What this task involves >> Continue the article below on estimating long-term effects in A/B tests, picking up right after its final paragraph.

Reading passage >>
....

A Guide on Estimating Long-Term Effects in A/B Tests

By Jessie Hobb On Feb 24, 2024

Addressing the complexity of identifying and measuring long-term effects in online experiments

Imagine you’re an analyst at an online store. You and your team aim to understand how offering free delivery will affect the number of orders on the platform, so you decide to run an A/B test. The test group enjoys free delivery, while the control group sticks to the regular delivery fare. In the initial days of the experiment, you’ll observe more people completing orders after adding items to their carts. But the real impact is long-term — users in the test group are more likely to return for future shopping on your platform because they know you offer free delivery.

In essence, what’s the key takeaway from this example? The impact of free delivery on orders tends to increase gradually. Testing it for only a short period might mean you miss the whole story, and this is a challenge we aim to address in this article.

Understanding Why Long-Term and Short-Term Effects May Differ

Overall, there could be multiple reasons why short-term effects of the experiment differ from long-term effects [1]:

Heterogeneous Treatment Effect

The impact of the experiment may vary for frequent and occasional users of the product. In the short run, frequent users might disproportionately influence the experiment’s outcome, introducing bias to the average treatment effect.

User Learning

Novelty Effect — picture this: you introduce a new gamification mechanic to your product. Initially, users are curious, but this effect tends to decrease over time.
Primacy Effect — think about when Facebook changed its ranking algorithm from chronological to recommendations. Initially, there might be a drop in time spent in the feed as users can’t find what they expect, leading to frustration. However, over time, engagement is likely to recover as users get used to the new algorithm, and discover interesting posts. Users may initially react negatively but eventually adapt, leading to increased engagement.

In this article, our focus will be on addressing two questions:

How to identify and test whether the long-term impact of the experiment differs from the short-term?

How to estimate the long-term effect when running the experiment for a sufficiently long period isn’t possible?

Methods for Identifying Trends in Long-Term Effects

Visualization

The initial step is to observe how the difference between the test and control groups changes over time. If you notice a pattern like this, you will have to dive into the details to grasp the long-term effect.

Illustration from Sadeghi et al. (2021) [2]

It might be also tempting to plot the experiment’s effect based not only on the experiment day but also on the number of days from the first exposure.

However, there are several pitfalls when you look at the number of days from the first exposure:

Engaged Users Bias: The right side of the chart might show more engaged users. The observed pattern might not be due to user learning but because of diverse treatment effects. The impact on highly engaged users could be different from the effect on occasional users.
Selective Sampling Issue: We could decide to focus solely on highly engaged users and observe how their effect evolves over time. However, this subset may not accurately represent the entire user base.
Decreasing User Numbers: There may be only a few users who have a substantial number of days since the first exposure (the right part of the graph). This widens the confidence intervals, making it tricky to draw dependable conclusions.

The visual method for identifying long-term effects in an experiment is quite straightforward, and it’s always a good starting point to observe the difference in effects over time. However, this approach lacks rigor; you might also consider formally testing the presence of long-term effects. We’ll explore that in the next part.

....

Entries shown >>
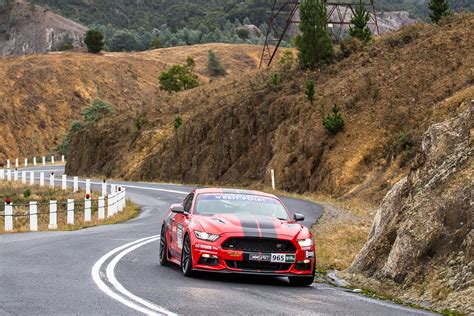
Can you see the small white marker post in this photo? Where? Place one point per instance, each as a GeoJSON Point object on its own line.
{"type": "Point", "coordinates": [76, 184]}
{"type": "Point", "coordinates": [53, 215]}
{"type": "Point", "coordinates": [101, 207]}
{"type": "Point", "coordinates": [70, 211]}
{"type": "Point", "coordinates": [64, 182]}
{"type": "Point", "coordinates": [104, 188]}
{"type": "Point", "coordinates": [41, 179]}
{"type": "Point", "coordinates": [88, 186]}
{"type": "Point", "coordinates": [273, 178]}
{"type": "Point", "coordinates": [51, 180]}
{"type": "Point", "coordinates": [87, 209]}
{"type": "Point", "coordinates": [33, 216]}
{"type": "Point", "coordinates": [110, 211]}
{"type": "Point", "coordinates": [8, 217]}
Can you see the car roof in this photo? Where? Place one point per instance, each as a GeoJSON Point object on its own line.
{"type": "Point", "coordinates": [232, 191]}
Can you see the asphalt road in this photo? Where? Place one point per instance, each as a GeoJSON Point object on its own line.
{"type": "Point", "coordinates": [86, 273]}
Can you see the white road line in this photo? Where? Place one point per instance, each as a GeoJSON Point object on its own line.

....

Reply to the exercise >>
Ladder Experiment Assignment [2]

The concept behind this approach is as follows: before initiating the experiment, we categorize users into k cohorts and incrementally introduce them to the experiment. For instance, if we divide users into 4 cohorts, k_1 is the control group, k_2 receives the treatment from week 1, k_3 from week 2, and k_4 from week 3.

The user-learning rate can be estimated by comparing the treatment effects from various time periods.

For instance, if you aim to estimate user learning in week 4, you would compare values T4_5 and T4_2.

The challenges with this approach are quite evident. Firstly, it introduces extra operational complexities to the experiment design. Secondly, a substantial number of users are needed to effectively divide them into different cohorts and attain reasonable statistical significance levels. Thirdly, one should anticipate having different long-term effects beforehand, and prepare to run an experiment in this complicated setting.

Difference-in-Difference [2]

This approach is a simplified version of the previous one. We split the experiment into two (or more generally, into k) time periods and compare the treatment effect in the first period with the treatment effect in the k-th period.

In this approach, a vital question is how to estimate the variance of the estimate to make conclusions about statistical significance. The authors suggest the following formula (for details, refer to the article):

σ2 — the variance of each experimental unit within each time window

ρ — the correlation of the metric for each experimental unit in two time windows

Random VS Constant Treatment Assignment³

This is another extension of the ladder experiment assignment. In this approach, the pool of users is divided into three groups: C — control group, E — the group that receives treatment throughout the experiment, and E1 — the group in which users are assigned to treatment every day with probability p. As a result, each user in the E1 group will receive treatment only a few days, preventing user learning. Now, how do we estimate user learning? Let’s introduce E1_d — a fraction of users from E1 exposed to treatment on day d. The user learning rate is then determined by the difference between E and E1_d.

User “Unlearning” [3]

This approach enables us to assess both the existence of user learning and the duration of this learning. The concept is quite elegant: it posits that users learn at the same rate as they “unlearn.” The idea is as follows: turn off the experiment and observe how the test and control groups converge over time. As both groups will receive the same treatment post-experiment, any changes in their behavior will occur because of the different treatments during the experiment period.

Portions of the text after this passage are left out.